— Start MATERIAL SHOWN —

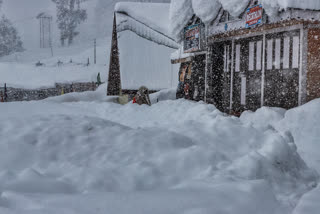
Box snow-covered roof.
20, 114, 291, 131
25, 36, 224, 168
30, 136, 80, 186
170, 0, 320, 41
115, 2, 179, 49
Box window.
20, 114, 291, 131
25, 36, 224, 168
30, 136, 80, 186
249, 42, 255, 71
236, 45, 241, 72
283, 37, 290, 69
256, 41, 262, 71
274, 39, 281, 69
241, 76, 247, 105
267, 39, 273, 70
292, 36, 300, 68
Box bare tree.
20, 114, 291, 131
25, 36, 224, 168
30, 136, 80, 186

— End MATERIAL SHOWN —

TO DO: Rewrite every line of the records above, including the requests, and leave out the pictures. Multiply each bounding-box coordinate in the answers by 1.65 and round to the nearest whole number, with halves rounded up. Keep the sample coordinate lines within the requests unchanged.

RESULT OF THE TASK:
Box snow-covered roof.
20, 114, 291, 131
25, 36, 224, 168
30, 136, 80, 186
281, 0, 528, 68
190, 3, 295, 81
Box window.
20, 114, 291, 131
25, 36, 224, 168
30, 136, 80, 186
411, 69, 421, 117
389, 74, 398, 119
467, 61, 479, 114
422, 68, 432, 117
452, 64, 464, 114
398, 125, 408, 173
441, 64, 450, 116
482, 59, 495, 112
Box bare tree.
20, 114, 291, 131
25, 36, 224, 168
30, 136, 80, 186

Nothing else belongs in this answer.